Copy the data below. Keep every line exactly as it is.

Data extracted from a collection
____
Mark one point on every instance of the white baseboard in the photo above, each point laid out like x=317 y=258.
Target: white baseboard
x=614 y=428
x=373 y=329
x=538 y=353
____
Answer section >>
Mark one point on every instance of the white baseboard in the photo above, each point laid out like x=317 y=258.
Target: white baseboard
x=614 y=428
x=373 y=329
x=538 y=353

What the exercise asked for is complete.